[start of Records supplied]
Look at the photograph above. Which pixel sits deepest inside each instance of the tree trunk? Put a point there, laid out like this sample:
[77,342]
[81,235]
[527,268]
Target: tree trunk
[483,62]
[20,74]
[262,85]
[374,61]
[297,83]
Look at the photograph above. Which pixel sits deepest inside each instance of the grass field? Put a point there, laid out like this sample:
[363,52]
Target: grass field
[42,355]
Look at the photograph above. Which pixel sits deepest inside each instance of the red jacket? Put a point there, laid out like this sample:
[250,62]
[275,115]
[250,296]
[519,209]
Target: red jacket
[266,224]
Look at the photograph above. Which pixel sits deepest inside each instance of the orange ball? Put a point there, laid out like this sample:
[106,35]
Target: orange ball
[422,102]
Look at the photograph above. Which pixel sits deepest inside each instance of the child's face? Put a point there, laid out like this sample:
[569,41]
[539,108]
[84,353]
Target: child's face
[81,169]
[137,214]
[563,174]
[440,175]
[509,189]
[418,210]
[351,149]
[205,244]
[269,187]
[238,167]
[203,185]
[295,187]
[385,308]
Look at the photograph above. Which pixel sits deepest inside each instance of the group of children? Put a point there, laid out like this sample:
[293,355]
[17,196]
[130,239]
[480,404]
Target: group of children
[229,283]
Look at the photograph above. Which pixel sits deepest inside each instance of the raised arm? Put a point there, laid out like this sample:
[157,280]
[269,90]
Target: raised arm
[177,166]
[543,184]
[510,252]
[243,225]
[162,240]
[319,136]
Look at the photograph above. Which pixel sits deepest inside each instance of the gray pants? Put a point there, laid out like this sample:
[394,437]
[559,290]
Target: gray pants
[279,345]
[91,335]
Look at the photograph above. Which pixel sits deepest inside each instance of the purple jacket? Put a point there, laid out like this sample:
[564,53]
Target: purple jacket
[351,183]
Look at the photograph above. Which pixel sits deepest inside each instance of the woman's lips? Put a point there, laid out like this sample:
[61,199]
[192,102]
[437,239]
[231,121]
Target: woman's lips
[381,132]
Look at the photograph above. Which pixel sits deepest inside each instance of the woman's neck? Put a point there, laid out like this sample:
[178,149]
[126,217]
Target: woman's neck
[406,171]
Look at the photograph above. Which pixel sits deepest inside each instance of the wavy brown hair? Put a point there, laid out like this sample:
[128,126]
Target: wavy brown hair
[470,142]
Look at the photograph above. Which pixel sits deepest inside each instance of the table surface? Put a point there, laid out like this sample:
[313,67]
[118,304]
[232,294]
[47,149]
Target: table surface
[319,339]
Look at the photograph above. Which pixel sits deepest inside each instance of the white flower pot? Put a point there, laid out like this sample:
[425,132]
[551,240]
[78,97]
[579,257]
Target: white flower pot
[end of Records supplied]
Work to complete
Return every one of the lines above word for word, changing nothing.

Answer to this exercise
Look at the photograph above. Which pixel sits deepest inside each instance of the tree trunk? Put a point there, laid out like this sample:
[77,342]
[81,235]
[527,268]
Target: tree trunk
[483,62]
[20,74]
[262,85]
[374,61]
[297,83]
Look at the photograph above. Which pixel sits deepest inside each instance of the grass field? Put a point there, laid out like this sample:
[363,52]
Target: grass field
[42,355]
Look at the photograph above. Which pixel sits deepest inside each instance of the red jacket? Put a point there, laid out like this sample:
[250,62]
[275,115]
[250,296]
[519,209]
Target: red jacket
[266,224]
Look at the photograph above. Which pixel sits deepest inside each instance of the orange ball? Put a point there, laid out like this sample:
[106,35]
Target: orange ball
[422,102]
Look at the photograph above. Which pixel sits deepest inside each instance of the child's face? Put a point there, laid out like this sample:
[569,41]
[539,108]
[84,353]
Target: child's face
[81,169]
[137,214]
[563,174]
[440,175]
[509,189]
[418,210]
[351,149]
[205,244]
[269,187]
[238,167]
[203,185]
[295,187]
[385,308]
Look at the photograph above. Which pixel sits deepest inside each instance of the group of children? Put a point there, laid out like this sample:
[293,355]
[17,196]
[130,239]
[480,404]
Target: group of children
[229,283]
Look at the photograph above. Which pixel sits deepest inside each instance of the raised arm? Put a point there, laid out like this sample:
[157,280]
[269,90]
Target: raised arm
[177,166]
[543,184]
[510,252]
[243,225]
[162,240]
[319,136]
Look at the photograph above. Which pixel sits deepest inside each instance of the gray pants? Put a point there, laid out like this sample:
[394,437]
[559,290]
Target: gray pants
[279,345]
[91,335]
Look at the photograph above. Which pixel sits deepest inside each instance of the purple jacket? Put a point there, laid out like this sample:
[564,53]
Target: purple jacket
[351,183]
Look at the photograph above. Which pixel sits deepest inside each instance of the woman's lips? Put a point there, laid out like this sample:
[61,199]
[192,102]
[437,239]
[231,121]
Target: woman's lips
[381,132]
Look at the photograph above. Which pixel sits deepest inside each instance of the woman's neck? Put a point there, laid out like this sample:
[178,149]
[126,217]
Target: woman's neck
[406,171]
Look at the photograph above. Which pixel sits deepest inside each instance of the wavy brown hair? Put a point there, laid out like this sample:
[128,126]
Target: wavy brown hair
[470,142]
Look at the photograph above. Which pixel sits deepest inside each instance of the table surface? Put a point there, laid out like this sample:
[313,67]
[118,304]
[232,294]
[47,149]
Target: table surface
[319,339]
Look at the photograph above. Which pixel sits deepest inside each instance of the white flower pot? Put a point there, laid out like this sample:
[425,132]
[551,240]
[78,97]
[579,257]
Target: white flower pot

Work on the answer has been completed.